REQUEST:
Repeat the lines of the listing below exactly, starting at the line that contains "TARGET = structural support column" and running through the last line, both included, and only those.

* Begin GIVEN DATA *

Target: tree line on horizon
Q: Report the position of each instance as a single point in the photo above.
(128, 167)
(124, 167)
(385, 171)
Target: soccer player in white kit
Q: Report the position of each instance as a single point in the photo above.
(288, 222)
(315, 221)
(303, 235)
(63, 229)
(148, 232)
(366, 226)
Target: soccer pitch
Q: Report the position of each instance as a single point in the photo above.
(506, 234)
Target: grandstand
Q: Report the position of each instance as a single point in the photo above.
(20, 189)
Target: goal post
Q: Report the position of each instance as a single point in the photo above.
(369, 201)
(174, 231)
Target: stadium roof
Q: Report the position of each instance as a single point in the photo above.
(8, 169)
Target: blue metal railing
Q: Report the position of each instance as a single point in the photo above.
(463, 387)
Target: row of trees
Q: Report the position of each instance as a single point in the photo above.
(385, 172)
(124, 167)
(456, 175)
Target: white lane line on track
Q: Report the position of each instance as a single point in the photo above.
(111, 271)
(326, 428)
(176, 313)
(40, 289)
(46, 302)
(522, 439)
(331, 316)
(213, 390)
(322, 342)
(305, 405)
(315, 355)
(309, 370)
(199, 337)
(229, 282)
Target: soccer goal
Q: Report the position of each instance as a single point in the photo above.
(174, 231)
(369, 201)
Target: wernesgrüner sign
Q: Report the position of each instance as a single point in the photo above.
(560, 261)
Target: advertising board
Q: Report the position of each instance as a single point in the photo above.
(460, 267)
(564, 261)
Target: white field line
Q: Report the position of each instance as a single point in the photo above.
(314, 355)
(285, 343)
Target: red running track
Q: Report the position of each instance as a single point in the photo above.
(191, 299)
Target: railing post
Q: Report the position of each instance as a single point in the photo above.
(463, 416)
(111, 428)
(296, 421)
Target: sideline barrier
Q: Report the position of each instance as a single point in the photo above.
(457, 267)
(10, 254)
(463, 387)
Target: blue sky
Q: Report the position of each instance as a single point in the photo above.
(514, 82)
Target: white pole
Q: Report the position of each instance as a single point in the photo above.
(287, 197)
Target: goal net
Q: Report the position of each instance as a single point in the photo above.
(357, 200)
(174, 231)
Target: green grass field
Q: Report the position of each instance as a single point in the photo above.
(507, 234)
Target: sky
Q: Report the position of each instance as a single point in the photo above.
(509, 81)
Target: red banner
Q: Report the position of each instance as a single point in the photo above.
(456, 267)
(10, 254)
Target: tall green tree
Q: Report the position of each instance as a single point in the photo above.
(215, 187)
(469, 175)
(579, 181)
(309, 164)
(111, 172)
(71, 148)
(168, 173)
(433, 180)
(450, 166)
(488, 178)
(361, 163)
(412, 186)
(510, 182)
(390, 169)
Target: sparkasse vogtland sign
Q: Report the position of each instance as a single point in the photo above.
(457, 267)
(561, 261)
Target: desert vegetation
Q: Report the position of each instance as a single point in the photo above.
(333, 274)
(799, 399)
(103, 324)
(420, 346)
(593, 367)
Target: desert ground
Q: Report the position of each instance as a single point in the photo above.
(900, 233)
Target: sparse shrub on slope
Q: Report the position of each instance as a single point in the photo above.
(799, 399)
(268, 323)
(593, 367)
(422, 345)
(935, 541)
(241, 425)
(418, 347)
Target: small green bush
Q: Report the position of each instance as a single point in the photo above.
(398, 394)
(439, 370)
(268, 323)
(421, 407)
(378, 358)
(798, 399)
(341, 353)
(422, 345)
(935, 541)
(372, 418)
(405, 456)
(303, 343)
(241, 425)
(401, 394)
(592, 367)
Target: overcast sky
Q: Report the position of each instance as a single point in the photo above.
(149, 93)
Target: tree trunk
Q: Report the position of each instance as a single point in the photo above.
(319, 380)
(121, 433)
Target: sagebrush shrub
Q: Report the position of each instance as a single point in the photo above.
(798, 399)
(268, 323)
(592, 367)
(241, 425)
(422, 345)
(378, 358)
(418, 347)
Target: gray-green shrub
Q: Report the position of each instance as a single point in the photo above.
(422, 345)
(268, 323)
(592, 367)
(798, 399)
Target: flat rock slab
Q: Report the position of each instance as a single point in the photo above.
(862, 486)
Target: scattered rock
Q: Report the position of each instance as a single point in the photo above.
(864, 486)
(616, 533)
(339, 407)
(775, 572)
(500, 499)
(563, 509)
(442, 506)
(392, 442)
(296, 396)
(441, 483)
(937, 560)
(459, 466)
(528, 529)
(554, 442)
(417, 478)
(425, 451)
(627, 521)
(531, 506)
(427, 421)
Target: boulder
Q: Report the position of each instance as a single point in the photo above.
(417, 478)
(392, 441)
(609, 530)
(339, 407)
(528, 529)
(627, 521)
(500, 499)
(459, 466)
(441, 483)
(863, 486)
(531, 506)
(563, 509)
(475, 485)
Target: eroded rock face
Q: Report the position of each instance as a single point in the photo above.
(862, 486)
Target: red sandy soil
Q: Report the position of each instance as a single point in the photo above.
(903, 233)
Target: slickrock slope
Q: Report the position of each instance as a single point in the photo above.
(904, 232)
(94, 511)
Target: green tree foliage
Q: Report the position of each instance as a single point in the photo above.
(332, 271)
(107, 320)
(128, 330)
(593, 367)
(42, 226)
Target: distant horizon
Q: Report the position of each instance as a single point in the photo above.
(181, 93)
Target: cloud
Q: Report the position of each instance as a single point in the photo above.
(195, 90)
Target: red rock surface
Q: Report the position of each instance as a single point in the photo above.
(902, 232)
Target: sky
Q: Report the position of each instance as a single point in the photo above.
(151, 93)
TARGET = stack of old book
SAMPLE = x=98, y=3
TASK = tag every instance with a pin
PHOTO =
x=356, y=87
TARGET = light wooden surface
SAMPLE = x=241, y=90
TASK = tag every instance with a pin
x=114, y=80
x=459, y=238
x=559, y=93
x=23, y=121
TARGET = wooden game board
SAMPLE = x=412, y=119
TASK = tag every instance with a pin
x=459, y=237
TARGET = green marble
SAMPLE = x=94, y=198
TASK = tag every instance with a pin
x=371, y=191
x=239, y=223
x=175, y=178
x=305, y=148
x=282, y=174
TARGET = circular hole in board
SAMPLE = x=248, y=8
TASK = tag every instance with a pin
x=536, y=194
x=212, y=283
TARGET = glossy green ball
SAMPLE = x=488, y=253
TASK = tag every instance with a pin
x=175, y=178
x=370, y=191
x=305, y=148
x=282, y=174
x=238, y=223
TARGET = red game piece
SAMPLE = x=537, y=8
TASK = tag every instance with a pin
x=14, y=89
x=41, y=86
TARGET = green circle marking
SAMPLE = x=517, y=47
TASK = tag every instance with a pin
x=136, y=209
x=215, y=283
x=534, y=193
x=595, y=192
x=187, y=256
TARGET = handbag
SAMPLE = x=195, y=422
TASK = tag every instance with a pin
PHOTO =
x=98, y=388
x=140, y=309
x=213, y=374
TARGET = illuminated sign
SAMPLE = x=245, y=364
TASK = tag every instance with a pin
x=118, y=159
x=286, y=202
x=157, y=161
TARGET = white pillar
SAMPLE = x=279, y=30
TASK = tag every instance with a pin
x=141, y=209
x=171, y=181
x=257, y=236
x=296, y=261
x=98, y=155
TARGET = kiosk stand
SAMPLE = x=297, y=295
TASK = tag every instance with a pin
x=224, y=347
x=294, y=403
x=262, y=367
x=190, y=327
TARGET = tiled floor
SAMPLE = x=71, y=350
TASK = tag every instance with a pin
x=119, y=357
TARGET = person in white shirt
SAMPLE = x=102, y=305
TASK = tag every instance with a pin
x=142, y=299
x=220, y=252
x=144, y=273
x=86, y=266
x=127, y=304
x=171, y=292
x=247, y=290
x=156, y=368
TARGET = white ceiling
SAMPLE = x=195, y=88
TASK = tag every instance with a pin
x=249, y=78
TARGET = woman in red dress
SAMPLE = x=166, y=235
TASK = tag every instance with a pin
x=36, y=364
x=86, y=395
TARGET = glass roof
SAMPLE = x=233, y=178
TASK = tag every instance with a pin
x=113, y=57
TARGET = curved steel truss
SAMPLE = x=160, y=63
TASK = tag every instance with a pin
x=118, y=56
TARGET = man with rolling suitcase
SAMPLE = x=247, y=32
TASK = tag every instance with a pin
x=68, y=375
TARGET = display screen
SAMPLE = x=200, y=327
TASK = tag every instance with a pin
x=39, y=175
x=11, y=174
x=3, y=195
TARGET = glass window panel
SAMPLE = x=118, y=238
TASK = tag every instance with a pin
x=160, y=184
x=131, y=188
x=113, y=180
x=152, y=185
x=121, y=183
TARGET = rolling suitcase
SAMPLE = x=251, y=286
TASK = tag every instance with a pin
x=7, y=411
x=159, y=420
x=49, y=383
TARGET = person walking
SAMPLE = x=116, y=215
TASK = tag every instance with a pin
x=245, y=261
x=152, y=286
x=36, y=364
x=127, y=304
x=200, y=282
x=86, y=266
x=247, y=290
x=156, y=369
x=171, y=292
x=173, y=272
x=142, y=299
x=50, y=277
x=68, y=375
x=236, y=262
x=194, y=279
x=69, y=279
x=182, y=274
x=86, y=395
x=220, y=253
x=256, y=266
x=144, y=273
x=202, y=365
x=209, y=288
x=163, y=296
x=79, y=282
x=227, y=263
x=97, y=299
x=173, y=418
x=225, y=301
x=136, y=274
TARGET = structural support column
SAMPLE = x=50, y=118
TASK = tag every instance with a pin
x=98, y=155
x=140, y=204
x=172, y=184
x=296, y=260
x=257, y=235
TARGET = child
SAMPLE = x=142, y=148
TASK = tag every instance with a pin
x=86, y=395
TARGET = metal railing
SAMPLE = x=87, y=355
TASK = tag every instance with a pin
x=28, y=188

* End GIVEN DATA *

CORRECT RESULT:
TARGET = structural support column
SAMPLE = x=50, y=118
TASK = tag every instance with a pin
x=98, y=155
x=140, y=204
x=172, y=184
x=296, y=260
x=257, y=235
TARGET = child
SAMPLE = x=142, y=148
TASK = tag every instance with a pin
x=86, y=395
TARGET = metal railing
SAMPLE = x=87, y=355
TASK = tag every instance with a pin
x=28, y=188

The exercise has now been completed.